[START OF Provided passage]
A linear model attempts to estimate sets of observables $y$ with linear combinations of predictors $x$.

---

If $x$ has a single dimension, i.e. there is only one coefficient of linearity, the obtained model is univariate.

If, on the other hand, $x$ has more than one dimension, i.e. each of its dimensions has a corresponding linear coefficient, the obtained model is multivariate.

---

Additionally, the $x$ and $y$ sets may be affected by uncertainties.

Any uncertainty affecting any quantity is here assumed to stem from a normal distribution.

---

This notebook attempts to summarise the best `python` tools with which each of these cases can be better tackled.



# Import statements

In [1]:
import numpy as np

from scipy import odr, stats
from sklearn import linear_model
from statsmodels.regression.linear_model import OLS, WLS
from statsmodels.tools import tools

# Univariate models

In [2]:
n = 100
p = 2   # number of parameters to fit, i.e. slope and intercept

real_slope = -5.3
real_intercept = 10.7

x_sigma = 0.5
y_sigma = 3.5

# create column vector of predictors
x = np.linspace(start=-30, stop=20, num=n) + np.random.normal(loc=0, scale=x_sigma, size=(n,))
x = x.reshape(-1, 1)

x_design = tools.add_constant(x)
[END OF Provided passage]
[START OF Data extract]
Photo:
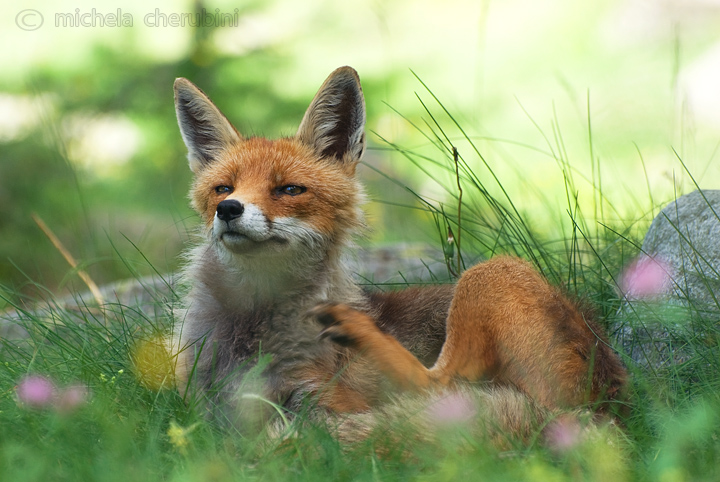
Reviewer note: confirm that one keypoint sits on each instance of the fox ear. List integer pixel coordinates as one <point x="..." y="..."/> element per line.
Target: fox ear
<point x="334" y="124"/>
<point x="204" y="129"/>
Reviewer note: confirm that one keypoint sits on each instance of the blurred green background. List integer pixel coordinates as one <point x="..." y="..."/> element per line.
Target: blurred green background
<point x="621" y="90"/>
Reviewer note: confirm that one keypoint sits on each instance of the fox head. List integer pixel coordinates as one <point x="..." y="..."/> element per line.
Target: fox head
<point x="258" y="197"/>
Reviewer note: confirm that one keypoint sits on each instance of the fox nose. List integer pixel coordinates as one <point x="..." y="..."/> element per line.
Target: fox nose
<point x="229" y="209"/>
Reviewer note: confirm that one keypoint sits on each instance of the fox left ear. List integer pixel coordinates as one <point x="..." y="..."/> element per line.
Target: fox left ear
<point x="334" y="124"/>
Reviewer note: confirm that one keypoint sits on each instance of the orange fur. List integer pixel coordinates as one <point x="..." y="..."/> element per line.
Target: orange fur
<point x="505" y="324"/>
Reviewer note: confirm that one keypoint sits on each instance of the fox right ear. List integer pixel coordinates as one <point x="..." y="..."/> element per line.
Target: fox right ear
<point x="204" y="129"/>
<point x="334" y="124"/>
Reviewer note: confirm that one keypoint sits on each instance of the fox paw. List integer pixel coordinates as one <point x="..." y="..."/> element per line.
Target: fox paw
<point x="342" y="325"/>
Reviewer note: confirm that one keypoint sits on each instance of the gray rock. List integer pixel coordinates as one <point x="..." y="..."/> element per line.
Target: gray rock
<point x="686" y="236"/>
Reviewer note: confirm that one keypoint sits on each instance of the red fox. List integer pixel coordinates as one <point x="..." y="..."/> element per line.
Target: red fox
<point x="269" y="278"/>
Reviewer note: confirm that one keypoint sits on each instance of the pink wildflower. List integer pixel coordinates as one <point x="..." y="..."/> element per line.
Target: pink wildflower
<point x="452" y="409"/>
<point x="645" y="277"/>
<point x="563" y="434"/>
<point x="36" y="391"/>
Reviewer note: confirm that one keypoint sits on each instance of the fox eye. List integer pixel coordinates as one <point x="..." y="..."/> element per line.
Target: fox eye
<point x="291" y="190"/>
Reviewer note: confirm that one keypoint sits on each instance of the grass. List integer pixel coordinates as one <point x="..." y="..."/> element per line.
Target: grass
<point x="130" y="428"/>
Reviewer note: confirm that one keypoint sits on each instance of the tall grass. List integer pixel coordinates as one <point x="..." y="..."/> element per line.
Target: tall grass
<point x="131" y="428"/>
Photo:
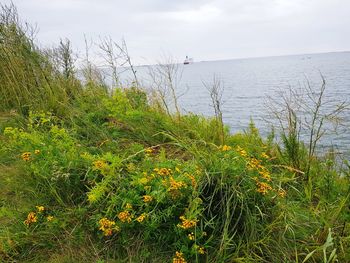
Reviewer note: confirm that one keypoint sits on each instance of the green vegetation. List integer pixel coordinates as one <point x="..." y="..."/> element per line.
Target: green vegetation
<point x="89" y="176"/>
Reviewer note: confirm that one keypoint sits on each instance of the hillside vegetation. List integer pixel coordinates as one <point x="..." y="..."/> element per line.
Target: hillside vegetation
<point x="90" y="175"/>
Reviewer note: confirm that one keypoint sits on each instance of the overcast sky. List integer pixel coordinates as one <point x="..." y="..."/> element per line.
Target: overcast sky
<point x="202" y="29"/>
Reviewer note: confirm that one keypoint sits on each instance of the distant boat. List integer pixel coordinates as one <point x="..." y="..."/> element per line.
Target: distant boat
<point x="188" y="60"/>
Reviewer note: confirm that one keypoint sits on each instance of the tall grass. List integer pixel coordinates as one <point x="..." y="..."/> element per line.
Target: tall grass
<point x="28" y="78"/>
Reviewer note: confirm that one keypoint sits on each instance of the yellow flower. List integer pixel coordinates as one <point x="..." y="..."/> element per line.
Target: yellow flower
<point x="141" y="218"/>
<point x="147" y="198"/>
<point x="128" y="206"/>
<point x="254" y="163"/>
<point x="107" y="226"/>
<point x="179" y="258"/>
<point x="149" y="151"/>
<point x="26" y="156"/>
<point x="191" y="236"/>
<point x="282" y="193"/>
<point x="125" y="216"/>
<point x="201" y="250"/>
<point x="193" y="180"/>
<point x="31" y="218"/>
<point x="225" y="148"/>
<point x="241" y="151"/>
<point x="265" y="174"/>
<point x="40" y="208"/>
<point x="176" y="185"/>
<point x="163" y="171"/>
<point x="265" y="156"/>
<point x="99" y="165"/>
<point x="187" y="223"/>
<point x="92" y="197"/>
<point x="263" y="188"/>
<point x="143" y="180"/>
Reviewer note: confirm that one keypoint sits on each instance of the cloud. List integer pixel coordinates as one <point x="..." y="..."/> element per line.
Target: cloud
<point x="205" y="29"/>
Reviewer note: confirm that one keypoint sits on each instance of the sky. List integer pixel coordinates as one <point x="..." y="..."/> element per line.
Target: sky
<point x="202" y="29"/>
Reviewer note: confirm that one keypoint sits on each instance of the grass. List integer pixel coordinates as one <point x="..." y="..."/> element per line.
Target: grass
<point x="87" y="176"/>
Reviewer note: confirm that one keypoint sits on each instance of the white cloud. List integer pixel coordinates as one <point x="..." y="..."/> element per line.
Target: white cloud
[END OF Data extract]
Reproduce word for word the portion of the linear models notebook that opens with "# create column" and stops after "x_design = tools.add_constant(x)".

**Solution for this problem**
# create column vector of predictors
x = np.linspace(start=-30, stop=20, num=n) + np.random.normal(loc=0, scale=x_sigma, size=(n,))
x = x.reshape(-1, 1)

x_design = tools.add_constant(x)